Exercise task
Repeat each record exactly. Any picture gets left out.

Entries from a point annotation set
------------------------------------

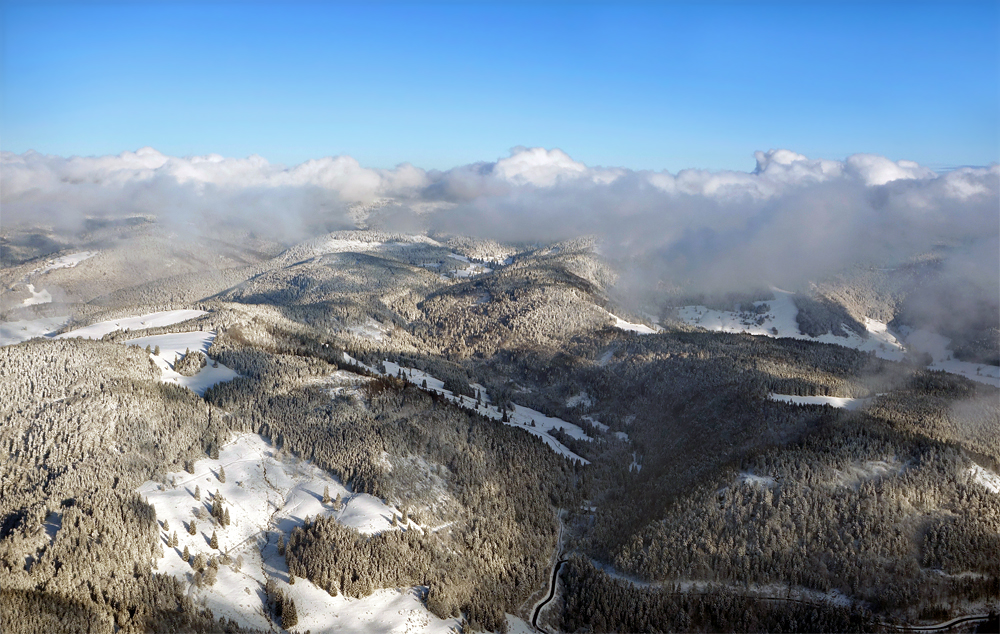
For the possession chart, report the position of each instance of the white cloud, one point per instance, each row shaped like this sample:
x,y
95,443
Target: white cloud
x,y
790,219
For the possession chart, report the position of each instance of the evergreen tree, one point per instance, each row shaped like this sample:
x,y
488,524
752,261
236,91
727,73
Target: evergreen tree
x,y
289,615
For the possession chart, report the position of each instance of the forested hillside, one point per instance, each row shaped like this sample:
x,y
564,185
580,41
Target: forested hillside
x,y
695,496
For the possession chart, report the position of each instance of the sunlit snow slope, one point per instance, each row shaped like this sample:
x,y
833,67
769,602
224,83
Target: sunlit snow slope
x,y
268,493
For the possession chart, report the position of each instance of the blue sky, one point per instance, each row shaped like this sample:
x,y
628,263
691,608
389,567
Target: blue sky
x,y
645,86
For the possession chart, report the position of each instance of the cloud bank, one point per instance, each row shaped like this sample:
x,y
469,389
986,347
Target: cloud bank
x,y
791,220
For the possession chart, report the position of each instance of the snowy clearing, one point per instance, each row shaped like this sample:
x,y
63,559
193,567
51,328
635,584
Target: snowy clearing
x,y
175,345
641,329
40,297
150,320
752,479
66,261
269,493
986,478
532,421
832,401
12,332
857,472
780,321
579,399
371,329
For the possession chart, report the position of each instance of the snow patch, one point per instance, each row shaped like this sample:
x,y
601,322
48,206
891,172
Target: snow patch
x,y
149,320
371,329
40,297
579,399
746,477
269,493
636,463
858,472
176,344
779,321
12,332
642,329
832,401
66,262
530,420
986,478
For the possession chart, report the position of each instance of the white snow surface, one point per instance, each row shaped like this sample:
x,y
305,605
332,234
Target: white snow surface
x,y
175,344
579,399
746,477
779,321
883,343
39,297
66,261
986,478
371,329
832,401
269,493
12,332
149,320
642,329
521,417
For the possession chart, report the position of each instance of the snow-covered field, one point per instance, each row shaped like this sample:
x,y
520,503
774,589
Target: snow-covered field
x,y
37,297
150,320
986,478
474,268
268,493
530,420
521,417
642,329
12,332
779,321
176,344
371,329
67,261
832,401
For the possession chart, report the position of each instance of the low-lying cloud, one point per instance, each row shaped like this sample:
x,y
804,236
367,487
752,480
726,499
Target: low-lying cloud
x,y
791,220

------------------------------------

Task answer
For the possession chart, report the position of each instance of the white cloud, one point per instance, each row shaped like this sample:
x,y
95,443
Target: white cloud
x,y
790,219
For the possession chart, report the position of each instance of the evergreen tree, one point per instance, each row shaped like this sample:
x,y
488,524
752,261
236,91
727,73
Target: evergreen tree
x,y
289,615
For the possession chart, report the position of each instance of the forested hillside, one point per instance, each row shaped like this sample:
x,y
564,185
580,41
Target: forested hillside
x,y
695,496
For the possession chart, report the position of each instance of the sunlit snow slope, one point per instance, each row shaped like this sample:
x,y
833,67
769,602
224,83
Target: sunlit snow slope
x,y
268,493
For the possession chart, report the position of each instance of the blue sky, one point per instance, each row shaped like this sample:
x,y
628,263
691,608
389,567
Target: blue sky
x,y
645,86
For the possession chart, report the position of each instance of the cloud bank, one point per instance, each row shaped like this sample:
x,y
469,389
986,347
Target: cloud bank
x,y
791,220
For the possession chart, report the position of each instance of the snowy clearing, one point per instance, each row shaped like this sample:
x,y
63,559
193,567
51,328
635,584
Target: snowy clearing
x,y
175,345
641,329
40,297
150,320
752,479
66,261
269,493
986,478
532,421
832,401
12,332
857,472
780,321
579,399
371,329
For the possession chart, report the position of each instance of the snow patch, one point per instance, each row shaped like this sample:
x,y
601,322
48,206
891,172
Target: snow patch
x,y
149,320
371,329
40,297
579,399
746,477
269,493
636,463
858,472
176,344
779,321
12,332
642,329
832,401
66,262
530,420
986,478
For the possession chart, report the position of each instance of the white snow surface, one point per instance, each row shaped like this sample:
x,y
305,605
332,234
Target: white snow surface
x,y
175,344
579,399
746,477
779,321
883,343
39,297
66,261
986,478
371,329
832,401
269,493
12,332
149,320
642,329
521,417
For the possession chart, report the position of each instance of the snow-covered field, one point per instance, each row shaped like this sample:
x,y
520,503
774,589
Target: snow-covered field
x,y
37,297
150,320
986,478
474,268
268,493
530,420
521,417
642,329
12,332
779,321
176,344
371,329
67,261
832,401
For the possession chart, report the position of each instance of the low-lying cloud, one point per instance, each row shaped like this sample:
x,y
804,236
367,487
752,480
726,499
Target: low-lying cloud
x,y
791,220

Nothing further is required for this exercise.